▶ **Document passage**:
Chris Moore, another member of the team, climbs virgin terrain on Rapa Nui. Will Wacker photo.

Just past the northern skyline near the headwaters of the Chilkat River, a six-mile-long section of granite spires juts toward the sky from a bowl shaped, steep walled mountain basin.

Local alpinist Will Wacker named the area Rapa Nui because of its resemblance to the statues at Easter Island after exploring the cirque in 2012.

He wrote an article describing the rock and its climbing potential in the American Alpine Journal, a publication that describes itself as “the most comprehensive worldwide source of information on major new climbs.”

In his skiplane, Haines pilot Drake Olson had flown Wacker and his climbing partner Dave Sundnas to a set of granite towers.

“The obvious line appeared to involve 1,200 (vertical) feet of climbing through cracks, chimneys, and several large roofs,” Wacker wrote. “We agreed it looked like too big of an undertaking, and, instead, we set our sights on the taller south tower, which had a nice-looking, and easier, south-facing buttress. We spent the remainder of our time exploring the cirque. Most routes would involve lots of cleaning, but one could spend years putting up new routes in the area if only the weather would allow.”

Those granite towers piqued the interest of a handful of climbers not only locally, but from around the world.

Californian big-wall climber Tyler Botzon is one of them. Botzon has climbed in South America, Tibet and China. He put up a first ascent, logged in the American Alpine Journal, on a wall in Madagascar.

▶ **Exercise aim**: Name every person the passage about the Rapa Nui granite spires mentions.

Location labeling records
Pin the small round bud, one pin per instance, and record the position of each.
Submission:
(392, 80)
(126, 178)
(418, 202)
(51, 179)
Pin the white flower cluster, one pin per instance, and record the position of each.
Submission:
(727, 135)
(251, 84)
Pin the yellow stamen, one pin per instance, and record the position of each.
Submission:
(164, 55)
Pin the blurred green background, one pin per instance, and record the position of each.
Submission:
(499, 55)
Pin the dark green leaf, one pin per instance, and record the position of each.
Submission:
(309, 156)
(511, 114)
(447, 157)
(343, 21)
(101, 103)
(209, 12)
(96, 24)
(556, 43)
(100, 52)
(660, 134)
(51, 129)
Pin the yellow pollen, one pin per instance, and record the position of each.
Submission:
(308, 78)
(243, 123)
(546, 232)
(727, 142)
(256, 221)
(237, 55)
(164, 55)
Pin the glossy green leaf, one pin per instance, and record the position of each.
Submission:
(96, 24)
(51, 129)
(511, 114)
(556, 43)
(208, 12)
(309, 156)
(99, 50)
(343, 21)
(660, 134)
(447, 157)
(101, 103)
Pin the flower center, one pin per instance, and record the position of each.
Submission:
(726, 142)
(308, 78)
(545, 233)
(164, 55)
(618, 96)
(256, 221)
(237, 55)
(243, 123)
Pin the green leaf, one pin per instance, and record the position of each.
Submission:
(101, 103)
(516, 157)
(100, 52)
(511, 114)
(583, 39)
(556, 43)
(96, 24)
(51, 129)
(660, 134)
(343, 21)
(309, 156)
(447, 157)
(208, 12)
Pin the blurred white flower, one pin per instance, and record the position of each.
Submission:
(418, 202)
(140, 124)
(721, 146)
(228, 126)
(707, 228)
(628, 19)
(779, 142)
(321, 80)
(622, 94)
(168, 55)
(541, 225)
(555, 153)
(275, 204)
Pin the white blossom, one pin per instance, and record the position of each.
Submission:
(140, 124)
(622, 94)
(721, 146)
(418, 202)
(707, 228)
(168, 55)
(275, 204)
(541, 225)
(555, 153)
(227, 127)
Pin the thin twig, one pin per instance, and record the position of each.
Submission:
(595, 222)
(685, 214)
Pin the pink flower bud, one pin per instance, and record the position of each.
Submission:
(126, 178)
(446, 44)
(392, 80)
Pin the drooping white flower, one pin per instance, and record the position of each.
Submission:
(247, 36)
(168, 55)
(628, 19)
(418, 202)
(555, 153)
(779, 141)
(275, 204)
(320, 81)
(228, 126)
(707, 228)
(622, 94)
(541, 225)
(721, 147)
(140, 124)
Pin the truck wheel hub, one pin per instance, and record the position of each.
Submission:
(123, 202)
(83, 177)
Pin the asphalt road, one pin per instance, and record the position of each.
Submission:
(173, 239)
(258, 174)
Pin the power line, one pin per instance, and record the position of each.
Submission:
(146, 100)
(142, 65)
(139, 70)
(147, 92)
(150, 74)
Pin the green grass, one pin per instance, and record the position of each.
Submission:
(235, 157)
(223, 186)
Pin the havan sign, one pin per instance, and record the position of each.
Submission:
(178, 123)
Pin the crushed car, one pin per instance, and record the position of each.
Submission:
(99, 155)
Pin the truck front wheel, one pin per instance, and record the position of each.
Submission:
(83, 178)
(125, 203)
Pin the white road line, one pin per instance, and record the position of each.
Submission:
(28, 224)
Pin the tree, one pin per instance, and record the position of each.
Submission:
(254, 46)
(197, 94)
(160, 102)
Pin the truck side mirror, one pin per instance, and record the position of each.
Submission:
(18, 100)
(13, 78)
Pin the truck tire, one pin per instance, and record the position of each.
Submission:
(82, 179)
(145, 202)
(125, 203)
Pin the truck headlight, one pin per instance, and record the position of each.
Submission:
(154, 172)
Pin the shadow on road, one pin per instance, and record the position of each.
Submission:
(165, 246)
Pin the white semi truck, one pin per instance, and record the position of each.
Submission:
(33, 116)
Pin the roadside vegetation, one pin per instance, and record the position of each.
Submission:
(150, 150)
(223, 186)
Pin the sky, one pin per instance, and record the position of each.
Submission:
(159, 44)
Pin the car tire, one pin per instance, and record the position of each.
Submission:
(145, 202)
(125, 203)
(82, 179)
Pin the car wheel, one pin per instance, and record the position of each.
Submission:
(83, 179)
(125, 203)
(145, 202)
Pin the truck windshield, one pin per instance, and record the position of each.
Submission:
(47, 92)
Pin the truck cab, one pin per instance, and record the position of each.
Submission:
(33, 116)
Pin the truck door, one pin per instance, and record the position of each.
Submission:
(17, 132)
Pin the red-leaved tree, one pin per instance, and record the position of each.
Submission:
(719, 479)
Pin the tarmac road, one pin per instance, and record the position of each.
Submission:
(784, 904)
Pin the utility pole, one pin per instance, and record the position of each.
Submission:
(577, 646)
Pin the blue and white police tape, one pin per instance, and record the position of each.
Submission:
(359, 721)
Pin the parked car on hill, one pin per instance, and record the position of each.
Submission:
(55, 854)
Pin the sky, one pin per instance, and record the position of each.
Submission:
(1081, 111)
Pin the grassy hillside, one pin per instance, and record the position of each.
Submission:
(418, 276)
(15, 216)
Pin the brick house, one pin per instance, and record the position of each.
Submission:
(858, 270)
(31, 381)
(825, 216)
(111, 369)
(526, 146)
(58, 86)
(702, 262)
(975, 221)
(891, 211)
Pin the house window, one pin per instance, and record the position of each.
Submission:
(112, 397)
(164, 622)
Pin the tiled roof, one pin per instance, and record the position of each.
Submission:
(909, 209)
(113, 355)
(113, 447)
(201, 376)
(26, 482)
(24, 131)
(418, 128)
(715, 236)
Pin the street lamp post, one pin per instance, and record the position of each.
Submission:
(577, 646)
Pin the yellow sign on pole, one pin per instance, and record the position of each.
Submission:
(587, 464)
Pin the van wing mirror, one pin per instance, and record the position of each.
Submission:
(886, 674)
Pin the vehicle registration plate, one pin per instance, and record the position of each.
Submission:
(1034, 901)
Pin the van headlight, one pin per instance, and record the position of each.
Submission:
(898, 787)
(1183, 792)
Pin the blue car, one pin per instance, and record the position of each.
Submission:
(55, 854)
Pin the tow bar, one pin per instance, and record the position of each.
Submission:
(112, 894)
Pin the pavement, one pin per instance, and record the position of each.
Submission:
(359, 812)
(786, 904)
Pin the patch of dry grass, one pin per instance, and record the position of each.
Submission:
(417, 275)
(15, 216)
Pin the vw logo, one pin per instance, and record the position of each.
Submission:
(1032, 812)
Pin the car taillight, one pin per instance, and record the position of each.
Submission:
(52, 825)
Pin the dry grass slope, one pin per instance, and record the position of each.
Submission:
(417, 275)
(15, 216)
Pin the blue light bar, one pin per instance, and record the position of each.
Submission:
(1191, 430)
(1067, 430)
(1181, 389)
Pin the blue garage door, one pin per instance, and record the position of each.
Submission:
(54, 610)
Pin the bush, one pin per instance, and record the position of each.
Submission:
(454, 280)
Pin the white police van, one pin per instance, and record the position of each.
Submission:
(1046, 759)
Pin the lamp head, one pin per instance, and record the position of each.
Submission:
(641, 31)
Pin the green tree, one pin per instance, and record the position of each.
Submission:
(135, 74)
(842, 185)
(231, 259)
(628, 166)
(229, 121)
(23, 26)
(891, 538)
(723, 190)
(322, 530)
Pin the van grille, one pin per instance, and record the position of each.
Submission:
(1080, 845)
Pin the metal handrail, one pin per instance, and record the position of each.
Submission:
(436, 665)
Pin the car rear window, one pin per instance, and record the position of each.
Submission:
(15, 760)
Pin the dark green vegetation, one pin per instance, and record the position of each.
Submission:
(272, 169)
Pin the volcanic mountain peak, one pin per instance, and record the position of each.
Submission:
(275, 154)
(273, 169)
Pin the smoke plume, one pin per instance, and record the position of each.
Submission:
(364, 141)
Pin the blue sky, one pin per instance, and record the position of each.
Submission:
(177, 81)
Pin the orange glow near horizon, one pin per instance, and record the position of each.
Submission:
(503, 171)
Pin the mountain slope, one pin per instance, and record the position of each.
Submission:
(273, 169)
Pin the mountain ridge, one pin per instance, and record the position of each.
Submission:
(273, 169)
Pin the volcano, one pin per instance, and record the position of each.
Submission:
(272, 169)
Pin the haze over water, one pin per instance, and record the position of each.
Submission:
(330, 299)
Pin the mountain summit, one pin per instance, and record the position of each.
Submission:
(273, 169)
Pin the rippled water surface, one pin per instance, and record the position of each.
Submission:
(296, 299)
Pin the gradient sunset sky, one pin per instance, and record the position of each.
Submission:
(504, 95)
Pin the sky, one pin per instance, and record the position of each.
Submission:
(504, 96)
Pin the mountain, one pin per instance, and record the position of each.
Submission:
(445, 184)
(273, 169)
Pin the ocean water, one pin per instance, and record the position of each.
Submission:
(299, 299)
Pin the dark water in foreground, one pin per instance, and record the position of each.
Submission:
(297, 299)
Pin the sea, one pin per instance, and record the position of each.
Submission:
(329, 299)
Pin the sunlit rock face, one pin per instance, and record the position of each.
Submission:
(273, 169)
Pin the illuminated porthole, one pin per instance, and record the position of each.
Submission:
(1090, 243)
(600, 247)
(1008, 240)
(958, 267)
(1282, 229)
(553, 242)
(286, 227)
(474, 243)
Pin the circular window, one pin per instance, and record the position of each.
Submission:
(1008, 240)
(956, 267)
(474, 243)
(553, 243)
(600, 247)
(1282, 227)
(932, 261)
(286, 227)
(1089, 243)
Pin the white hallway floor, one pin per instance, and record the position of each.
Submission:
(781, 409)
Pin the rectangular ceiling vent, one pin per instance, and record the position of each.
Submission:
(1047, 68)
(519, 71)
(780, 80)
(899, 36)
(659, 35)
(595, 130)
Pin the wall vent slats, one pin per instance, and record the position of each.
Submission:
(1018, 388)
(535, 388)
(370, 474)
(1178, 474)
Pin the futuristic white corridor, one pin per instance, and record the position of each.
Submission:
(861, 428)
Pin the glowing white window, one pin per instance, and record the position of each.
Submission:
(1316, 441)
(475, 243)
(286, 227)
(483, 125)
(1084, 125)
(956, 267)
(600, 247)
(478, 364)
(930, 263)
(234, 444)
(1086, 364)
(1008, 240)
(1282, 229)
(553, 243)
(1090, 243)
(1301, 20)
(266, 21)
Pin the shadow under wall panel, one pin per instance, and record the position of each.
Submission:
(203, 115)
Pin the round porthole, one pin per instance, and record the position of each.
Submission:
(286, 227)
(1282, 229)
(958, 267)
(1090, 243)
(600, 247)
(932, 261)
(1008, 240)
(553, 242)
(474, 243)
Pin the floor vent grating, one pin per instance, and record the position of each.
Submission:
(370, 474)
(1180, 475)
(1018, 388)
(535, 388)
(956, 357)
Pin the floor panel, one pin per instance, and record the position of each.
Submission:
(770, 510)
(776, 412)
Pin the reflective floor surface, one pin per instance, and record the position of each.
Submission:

▶ **Response**: Chris Moore, Will Wacker, Drake Olson, Dave Sundnas, Tyler Botzon